Exercise requirements: Print all of the data exactly.

--- START OF Material provided ---

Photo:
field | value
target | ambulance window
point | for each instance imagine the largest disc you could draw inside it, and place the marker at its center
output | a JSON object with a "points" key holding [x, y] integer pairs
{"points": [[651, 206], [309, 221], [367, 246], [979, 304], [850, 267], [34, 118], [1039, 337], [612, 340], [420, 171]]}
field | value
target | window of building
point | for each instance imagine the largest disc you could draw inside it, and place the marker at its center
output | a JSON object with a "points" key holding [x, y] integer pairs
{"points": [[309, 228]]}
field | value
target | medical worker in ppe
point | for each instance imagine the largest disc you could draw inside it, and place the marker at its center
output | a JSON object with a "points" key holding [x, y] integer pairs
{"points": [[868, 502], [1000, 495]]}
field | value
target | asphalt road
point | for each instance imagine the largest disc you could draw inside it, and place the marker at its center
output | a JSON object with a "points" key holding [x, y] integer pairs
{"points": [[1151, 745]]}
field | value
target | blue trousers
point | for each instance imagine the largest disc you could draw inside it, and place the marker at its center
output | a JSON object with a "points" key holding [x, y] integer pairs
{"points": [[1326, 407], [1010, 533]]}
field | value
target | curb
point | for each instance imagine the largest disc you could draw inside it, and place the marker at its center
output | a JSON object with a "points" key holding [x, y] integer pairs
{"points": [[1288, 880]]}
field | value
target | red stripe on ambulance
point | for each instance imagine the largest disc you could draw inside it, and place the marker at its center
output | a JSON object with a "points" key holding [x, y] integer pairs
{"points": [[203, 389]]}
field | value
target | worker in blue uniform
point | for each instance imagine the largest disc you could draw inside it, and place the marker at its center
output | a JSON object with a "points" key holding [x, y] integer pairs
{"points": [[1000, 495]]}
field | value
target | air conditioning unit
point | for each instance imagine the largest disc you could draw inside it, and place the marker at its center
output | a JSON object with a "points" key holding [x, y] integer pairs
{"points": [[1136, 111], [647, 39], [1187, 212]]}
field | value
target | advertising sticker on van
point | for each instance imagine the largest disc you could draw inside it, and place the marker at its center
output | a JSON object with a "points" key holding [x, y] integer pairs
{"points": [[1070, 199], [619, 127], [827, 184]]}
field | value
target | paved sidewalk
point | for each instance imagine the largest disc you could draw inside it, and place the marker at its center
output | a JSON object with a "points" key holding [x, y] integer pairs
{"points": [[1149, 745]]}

--- END OF Material provided ---

Exercise response:
Photo:
field | value
target | ambulance window
point | for each instance imagine the largest disc you could draw inside it, and place the marker at its center
output | a JSON object with a "points" key holding [x, y] integer pairs
{"points": [[651, 206], [309, 221], [367, 246], [979, 304], [850, 267], [34, 118], [1039, 337], [612, 340], [420, 171]]}
field | value
target | window of building
point | for each instance imagine the largest disc you could draw inside it, and place the marker at its center
output | a JSON object with a "points" key holding [x, y] integer pairs
{"points": [[309, 228]]}
field | value
target | medical worker in ppe
point | for each instance imagine the largest disc you could draw inside it, and place the marker at its center
output | a JSON object with a "points" key holding [x, y] integer pairs
{"points": [[868, 502], [1000, 495]]}
field | value
target | asphalt road
point | for each instance imagine the largest disc you could draw inside it, and place the marker at its center
output | a JSON object with a "points" key holding [x, y] integer pairs
{"points": [[1151, 745]]}
field | value
target | blue trousers
point | for each instance imagine the largest disc you could draw inside it, and place the marker at its center
output | a JSON object with a "points" key holding [x, y] integer pairs
{"points": [[1326, 407], [1010, 533]]}
field | value
target | curb
point | for each instance imagine the largest disc you could draw inside it, and place the marker at its center
output | a JSON object with a "points" key holding [x, y] integer pairs
{"points": [[1288, 880]]}
field | value
target | red stripe on ambulance
point | for each instance imagine the largest disc you could draw inside it, and place the marker at its center
output | a JSON object with a "points" key holding [x, y] integer pairs
{"points": [[203, 389]]}
field | value
target | worker in blue uniform
point | for each instance imagine the largest disc you could draw inside it, and place the marker at its center
output | a JSON object with a "points" key holding [x, y] integer pairs
{"points": [[1000, 495]]}
field | value
target | air conditioning unit
point | for each instance imagine the largest disc you could draw inside it, and place the marker at its center
output | a JSON object with a "points" key holding [x, y] integer pairs
{"points": [[1136, 111], [647, 39], [1187, 212]]}
field | value
target | advertising sticker on van
point | for each instance imagine the largest disc you could draw inside it, and place the marker at its center
output | a JSON object with a "points" key holding [x, y] integer pairs
{"points": [[1070, 199], [619, 127], [827, 184]]}
field | value
target | paved sidewalk
point | for each instance imagine the largest disc you could draw inside it, and place the marker at its center
output | a JSON object with a "points" key holding [x, y] integer pairs
{"points": [[1149, 745]]}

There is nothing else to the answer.